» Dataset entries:
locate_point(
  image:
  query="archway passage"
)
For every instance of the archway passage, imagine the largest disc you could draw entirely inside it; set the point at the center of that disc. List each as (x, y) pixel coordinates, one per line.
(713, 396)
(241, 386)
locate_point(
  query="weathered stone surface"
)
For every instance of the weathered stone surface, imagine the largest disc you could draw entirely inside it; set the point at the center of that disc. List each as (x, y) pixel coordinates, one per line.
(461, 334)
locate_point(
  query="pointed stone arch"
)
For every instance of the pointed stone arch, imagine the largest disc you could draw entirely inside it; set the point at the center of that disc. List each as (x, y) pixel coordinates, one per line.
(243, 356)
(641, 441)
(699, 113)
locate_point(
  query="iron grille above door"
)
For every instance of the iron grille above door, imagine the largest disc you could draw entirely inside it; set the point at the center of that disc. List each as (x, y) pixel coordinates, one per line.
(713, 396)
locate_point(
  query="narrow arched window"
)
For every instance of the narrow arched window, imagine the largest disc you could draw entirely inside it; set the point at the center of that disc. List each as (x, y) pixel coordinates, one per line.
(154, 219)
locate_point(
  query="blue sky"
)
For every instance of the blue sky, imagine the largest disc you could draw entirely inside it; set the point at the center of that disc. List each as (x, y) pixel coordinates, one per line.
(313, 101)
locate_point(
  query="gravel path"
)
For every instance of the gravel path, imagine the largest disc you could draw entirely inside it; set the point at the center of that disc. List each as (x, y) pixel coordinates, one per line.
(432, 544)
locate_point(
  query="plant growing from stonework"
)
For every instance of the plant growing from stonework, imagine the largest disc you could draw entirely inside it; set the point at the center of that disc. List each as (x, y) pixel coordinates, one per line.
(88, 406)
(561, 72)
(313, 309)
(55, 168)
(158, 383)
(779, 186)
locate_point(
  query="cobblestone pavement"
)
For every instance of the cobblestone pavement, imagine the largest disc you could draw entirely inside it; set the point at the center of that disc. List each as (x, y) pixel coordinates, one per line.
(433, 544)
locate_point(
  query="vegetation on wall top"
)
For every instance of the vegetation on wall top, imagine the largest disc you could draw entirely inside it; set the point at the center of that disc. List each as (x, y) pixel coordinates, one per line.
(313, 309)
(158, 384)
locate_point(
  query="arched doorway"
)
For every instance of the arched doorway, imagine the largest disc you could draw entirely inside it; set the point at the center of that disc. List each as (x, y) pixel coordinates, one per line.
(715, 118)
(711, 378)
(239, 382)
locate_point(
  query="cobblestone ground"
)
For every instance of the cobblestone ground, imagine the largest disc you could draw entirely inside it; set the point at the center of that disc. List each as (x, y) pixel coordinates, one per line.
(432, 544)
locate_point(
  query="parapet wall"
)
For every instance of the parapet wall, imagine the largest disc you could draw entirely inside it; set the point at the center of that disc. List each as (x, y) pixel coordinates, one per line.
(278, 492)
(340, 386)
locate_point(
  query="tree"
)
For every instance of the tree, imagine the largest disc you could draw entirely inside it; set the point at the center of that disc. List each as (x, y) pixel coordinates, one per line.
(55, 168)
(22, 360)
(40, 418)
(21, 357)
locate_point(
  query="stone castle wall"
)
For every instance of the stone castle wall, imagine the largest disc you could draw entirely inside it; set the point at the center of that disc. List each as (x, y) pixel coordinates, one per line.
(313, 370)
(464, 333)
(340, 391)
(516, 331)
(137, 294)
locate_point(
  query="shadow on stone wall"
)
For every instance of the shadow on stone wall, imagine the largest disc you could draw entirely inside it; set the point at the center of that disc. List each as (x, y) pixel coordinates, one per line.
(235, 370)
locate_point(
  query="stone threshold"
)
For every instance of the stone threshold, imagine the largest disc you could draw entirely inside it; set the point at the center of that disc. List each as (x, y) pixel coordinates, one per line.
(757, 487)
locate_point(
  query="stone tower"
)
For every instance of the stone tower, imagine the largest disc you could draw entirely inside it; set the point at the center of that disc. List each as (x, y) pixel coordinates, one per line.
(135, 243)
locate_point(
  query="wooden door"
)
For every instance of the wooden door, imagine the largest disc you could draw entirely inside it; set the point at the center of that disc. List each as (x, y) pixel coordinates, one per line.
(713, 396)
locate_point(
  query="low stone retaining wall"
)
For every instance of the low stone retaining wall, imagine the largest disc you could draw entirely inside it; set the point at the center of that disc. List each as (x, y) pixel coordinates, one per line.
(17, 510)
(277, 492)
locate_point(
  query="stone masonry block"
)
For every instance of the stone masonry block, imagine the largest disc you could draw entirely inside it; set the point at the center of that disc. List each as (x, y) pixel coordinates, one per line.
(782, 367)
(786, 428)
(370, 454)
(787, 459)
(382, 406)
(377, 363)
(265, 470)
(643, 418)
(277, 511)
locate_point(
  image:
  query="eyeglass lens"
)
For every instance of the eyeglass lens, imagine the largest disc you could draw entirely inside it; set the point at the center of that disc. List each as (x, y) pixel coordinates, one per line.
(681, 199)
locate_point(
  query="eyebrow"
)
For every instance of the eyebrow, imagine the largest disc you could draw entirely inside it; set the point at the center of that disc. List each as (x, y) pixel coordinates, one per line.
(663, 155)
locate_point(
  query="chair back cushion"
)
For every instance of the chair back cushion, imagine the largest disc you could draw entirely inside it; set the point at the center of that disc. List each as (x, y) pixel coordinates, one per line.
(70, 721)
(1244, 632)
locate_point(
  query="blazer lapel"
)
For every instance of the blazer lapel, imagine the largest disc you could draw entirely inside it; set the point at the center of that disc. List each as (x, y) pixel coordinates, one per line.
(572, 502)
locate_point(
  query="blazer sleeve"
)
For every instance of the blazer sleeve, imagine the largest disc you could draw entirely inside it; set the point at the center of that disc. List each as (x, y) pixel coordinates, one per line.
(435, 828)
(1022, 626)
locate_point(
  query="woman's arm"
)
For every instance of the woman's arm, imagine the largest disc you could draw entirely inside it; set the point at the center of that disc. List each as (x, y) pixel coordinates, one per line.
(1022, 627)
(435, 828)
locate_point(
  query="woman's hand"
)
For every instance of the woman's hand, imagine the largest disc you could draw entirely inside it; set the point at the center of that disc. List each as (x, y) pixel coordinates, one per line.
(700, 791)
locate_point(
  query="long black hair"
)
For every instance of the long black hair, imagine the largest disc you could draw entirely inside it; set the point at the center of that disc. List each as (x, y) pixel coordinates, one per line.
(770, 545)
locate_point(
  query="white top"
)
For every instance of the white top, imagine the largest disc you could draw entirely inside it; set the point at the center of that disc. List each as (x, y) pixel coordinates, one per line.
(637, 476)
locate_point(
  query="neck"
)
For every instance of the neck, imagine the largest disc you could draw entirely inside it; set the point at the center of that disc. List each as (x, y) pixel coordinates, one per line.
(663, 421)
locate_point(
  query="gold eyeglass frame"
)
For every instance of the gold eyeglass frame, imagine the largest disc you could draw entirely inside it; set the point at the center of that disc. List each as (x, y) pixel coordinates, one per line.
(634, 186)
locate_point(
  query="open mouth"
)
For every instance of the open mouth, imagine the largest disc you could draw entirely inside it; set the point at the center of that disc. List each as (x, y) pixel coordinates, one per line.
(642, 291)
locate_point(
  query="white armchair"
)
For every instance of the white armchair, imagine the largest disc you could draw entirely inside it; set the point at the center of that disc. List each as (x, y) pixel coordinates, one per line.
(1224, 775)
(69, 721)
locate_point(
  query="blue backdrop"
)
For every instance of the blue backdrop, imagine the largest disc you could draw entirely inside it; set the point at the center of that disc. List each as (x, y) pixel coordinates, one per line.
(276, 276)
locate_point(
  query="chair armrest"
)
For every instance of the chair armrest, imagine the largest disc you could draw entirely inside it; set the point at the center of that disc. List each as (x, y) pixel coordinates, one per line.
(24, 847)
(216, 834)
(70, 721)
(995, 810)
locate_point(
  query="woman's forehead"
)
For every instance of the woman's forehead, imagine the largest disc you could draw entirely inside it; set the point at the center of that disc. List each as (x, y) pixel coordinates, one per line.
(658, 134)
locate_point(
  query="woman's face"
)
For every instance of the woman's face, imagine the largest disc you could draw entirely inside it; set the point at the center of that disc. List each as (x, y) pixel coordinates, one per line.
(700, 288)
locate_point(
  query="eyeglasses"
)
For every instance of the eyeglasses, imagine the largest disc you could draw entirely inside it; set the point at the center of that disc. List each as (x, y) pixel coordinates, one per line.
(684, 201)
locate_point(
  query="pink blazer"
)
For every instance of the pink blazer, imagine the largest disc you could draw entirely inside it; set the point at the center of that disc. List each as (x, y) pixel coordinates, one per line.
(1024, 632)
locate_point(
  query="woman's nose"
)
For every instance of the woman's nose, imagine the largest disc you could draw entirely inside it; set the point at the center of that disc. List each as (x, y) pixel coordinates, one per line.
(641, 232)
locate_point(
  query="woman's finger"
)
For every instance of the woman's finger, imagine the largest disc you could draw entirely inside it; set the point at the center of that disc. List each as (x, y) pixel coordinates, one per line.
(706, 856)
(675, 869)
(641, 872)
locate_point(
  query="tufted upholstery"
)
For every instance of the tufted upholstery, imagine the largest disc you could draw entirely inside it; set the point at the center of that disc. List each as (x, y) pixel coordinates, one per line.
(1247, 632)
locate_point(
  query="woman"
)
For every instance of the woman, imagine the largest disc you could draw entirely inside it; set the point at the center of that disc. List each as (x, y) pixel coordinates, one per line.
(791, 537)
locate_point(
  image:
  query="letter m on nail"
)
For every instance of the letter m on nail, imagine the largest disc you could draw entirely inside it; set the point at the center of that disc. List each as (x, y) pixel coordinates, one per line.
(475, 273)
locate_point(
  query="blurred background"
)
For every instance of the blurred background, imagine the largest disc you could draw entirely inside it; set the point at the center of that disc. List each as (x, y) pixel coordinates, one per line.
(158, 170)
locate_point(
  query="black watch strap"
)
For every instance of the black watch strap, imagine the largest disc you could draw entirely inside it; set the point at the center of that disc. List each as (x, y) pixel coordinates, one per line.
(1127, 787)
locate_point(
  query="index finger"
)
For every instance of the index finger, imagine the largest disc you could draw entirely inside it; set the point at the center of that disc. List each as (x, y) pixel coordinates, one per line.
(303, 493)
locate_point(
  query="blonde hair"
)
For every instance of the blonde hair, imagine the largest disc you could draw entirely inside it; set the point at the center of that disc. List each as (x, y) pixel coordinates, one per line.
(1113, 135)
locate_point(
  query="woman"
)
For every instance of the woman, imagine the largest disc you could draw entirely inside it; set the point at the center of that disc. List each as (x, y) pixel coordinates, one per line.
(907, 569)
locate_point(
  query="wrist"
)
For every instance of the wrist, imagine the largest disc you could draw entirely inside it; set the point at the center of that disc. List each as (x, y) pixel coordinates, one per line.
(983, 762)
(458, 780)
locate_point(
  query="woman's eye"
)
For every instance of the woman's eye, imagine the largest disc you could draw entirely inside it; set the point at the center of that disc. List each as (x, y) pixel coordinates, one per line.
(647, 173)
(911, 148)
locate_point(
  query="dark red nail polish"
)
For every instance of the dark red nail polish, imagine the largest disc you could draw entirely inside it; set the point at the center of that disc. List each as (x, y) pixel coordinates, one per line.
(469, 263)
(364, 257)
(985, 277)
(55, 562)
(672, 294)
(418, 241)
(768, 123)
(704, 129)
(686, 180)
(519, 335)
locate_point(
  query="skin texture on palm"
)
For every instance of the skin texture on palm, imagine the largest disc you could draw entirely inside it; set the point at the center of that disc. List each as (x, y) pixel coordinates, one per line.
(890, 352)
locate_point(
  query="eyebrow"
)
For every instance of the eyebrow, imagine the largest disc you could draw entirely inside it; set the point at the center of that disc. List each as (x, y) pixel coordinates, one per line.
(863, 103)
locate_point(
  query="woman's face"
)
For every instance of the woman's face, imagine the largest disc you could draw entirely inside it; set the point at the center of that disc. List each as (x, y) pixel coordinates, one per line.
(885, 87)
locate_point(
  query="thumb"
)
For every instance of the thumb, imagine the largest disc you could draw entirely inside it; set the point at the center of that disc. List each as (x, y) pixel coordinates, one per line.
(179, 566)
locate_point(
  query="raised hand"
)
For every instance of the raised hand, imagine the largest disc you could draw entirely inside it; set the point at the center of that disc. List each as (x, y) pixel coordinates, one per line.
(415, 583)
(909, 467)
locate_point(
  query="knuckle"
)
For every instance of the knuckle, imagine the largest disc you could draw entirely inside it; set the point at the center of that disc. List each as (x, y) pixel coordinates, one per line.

» TASK DETAILS: Where a line of the records includes "knuckle", copy it.

» REPLY TO THE EXERCISE:
  query="knuckle"
For every instance of the knuckle, imagine the largest disc you could draw entirely inside it; set the point at the center of that disc. List each as (x, y) pixel coordinates, one per line.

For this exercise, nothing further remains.